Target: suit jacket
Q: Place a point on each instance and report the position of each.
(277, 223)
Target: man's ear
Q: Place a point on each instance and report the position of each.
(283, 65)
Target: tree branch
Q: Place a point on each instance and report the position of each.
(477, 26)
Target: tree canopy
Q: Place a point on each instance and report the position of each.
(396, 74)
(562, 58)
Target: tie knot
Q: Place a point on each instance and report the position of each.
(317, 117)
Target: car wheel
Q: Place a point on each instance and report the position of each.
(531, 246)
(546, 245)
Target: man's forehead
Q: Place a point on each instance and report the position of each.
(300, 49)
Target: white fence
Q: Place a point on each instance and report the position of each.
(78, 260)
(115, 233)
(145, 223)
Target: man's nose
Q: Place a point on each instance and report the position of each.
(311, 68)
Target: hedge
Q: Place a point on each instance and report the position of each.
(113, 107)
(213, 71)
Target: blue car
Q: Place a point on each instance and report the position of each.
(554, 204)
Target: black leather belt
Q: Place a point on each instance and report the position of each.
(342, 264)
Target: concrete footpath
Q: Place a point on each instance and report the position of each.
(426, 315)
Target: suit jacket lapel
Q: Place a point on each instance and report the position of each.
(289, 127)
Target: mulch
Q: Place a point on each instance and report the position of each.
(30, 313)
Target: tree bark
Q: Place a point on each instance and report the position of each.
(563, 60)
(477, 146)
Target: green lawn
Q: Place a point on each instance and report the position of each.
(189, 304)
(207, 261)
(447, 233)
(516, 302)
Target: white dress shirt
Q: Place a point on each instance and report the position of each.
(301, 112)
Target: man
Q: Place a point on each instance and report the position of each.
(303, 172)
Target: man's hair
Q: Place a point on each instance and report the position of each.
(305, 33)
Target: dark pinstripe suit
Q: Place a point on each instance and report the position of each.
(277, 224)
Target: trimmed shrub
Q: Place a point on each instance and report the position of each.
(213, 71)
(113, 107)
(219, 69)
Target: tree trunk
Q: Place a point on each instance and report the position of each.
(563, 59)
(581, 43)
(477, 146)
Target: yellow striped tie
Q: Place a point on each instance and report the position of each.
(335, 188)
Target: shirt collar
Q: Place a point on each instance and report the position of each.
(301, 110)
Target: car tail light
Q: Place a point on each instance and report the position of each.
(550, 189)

• _Description of the task_
An exact transcription of all the records is required.

• _Solution to this exercise_
Target: suit jacket
Q: Place a point on each instance and report the position of each.
(277, 223)
Target: man's ear
Q: Place a point on each instance and report the position of each.
(283, 65)
Target: tree branch
Q: Place a point on each instance and report the position of each.
(477, 26)
Target: tree canopy
Q: Place a point on each instance and report the position of each.
(396, 74)
(562, 58)
Target: tie knot
Q: Place a point on each instance and report the position of each.
(317, 117)
Target: car wheel
Q: Place a point on each instance and report the position of each.
(531, 246)
(546, 245)
Target: man's forehead
Q: Place a point on each instance and report the position of each.
(300, 49)
Target: white fence
Q: Place a point on each instance and report the position of each.
(78, 260)
(115, 233)
(145, 223)
Target: man's nose
Q: Place a point on each instance and report the position of each.
(311, 68)
Target: hedge
Q: Place a point on each instance and report the position of each.
(113, 107)
(213, 71)
Target: blue car
Q: Place a point on each instance and report the position of each.
(554, 204)
Target: black leather belt
Q: Place a point on each instance and report the position of each.
(342, 264)
Target: concrete footpath
Q: Place a point on each instance and report the position of each.
(426, 315)
Target: suit jacket lapel
Q: Place a point on each instance and report the position of each.
(289, 127)
Target: mulch
Q: Place a point on each instance and report the position of each.
(30, 313)
Target: tree bark
Q: Place a point on each instance and report the position of each.
(563, 60)
(477, 146)
Target: green lawn
Q: Place a point on each instance and report the position of each.
(189, 304)
(207, 261)
(447, 233)
(516, 302)
Target: white dress shirt
Q: Place a point on each instance and report the position of each.
(301, 112)
Target: man
Q: Place a point on each instance and report the position of each.
(303, 172)
Target: man's hair
Q: Place a point on each instance and report the position of each.
(305, 33)
Target: dark pinstripe suit
Q: Place a point on each instance and report the position of each.
(277, 224)
Target: trimmed shrub
Q: Place a point on each instance and report the position of each.
(213, 71)
(113, 107)
(219, 69)
Target: tree trunk
Q: Place a point on each instance and report the position of each.
(563, 59)
(581, 43)
(477, 146)
Target: yellow striped tie
Q: Place a point on each instance and report the position of each.
(335, 188)
Target: shirt collar
Q: Place a point on each instance and report the position of each.
(301, 110)
Target: car tail light
Q: Place a point on each instance and report the position of each.
(550, 189)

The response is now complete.